------ EXTRAIT DU DOCUMENT
Chronique d’Eric Boileau, ITLink
Même si les projets IoT partagent une architecture commune, à chaque projet son lot de contraintes matérielles qui impose des choix techniques différents.Quelques conseils pour un arbitrage éclairé.
À première vue, les projets IoT partagent une architecture commune : des objets communicants déployés sur le terrain, un réseau de communication et une plateforme de stockage, d’analyse et d’exploitation des données.
En réalité, la diversité des contraintes matérielles et des enjeux spécifiques impose à chaque fois des choix techniques très différents. La première étape consiste donc à bien identifier les différentes caractéristiques qui doivent guider un projet IoT vers les bonnes solutions.
1. Commencer par une analyse des contraintes
Les contraintes directement liées à l’objet portent principalement sur l’encombrement, l’alimentation électrique et le raccordement à un réseau d’entreprise et l’accès à internet.
À celles-ci s’ajoutent les contraintes induites sur la puissance de calcul et la capacité de stockage local, directement impactées par les contraintes d’encombrement et d’alimentation.
------------
------ ENREGISTREMENTS
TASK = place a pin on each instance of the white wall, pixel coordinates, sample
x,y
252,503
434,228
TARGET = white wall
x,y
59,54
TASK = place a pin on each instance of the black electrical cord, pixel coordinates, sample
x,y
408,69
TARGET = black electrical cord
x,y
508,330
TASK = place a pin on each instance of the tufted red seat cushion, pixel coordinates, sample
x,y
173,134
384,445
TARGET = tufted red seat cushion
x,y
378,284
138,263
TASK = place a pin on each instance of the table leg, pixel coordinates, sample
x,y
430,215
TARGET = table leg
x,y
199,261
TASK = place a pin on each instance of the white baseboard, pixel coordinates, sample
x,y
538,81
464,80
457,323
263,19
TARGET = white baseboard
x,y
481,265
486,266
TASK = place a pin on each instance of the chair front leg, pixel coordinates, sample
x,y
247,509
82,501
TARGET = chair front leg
------------
**CONSIGNE 1:**
Énumérez, s'il vous plaît, les contraintes directement liées à l'objet que cite l'extrait.
**CONSIGNE 2:**
Recopiez à l'identique le passage de l'extrait situé entre "À première vue, les" et "d’exploitation des données.", bornes incluses.

**RÉPONSE 1:**
- l'encombrement
- l'alimentation électrique
- le raccordement à un réseau d'entreprise
- l'accès à internet

**RÉPONSE 2:**
À première vue, les projets IoT partagent une architecture commune : des objets communicants déployés sur le terrain, un réseau de communication et une plateforme de stockage, d’analyse et d’exploitation des données.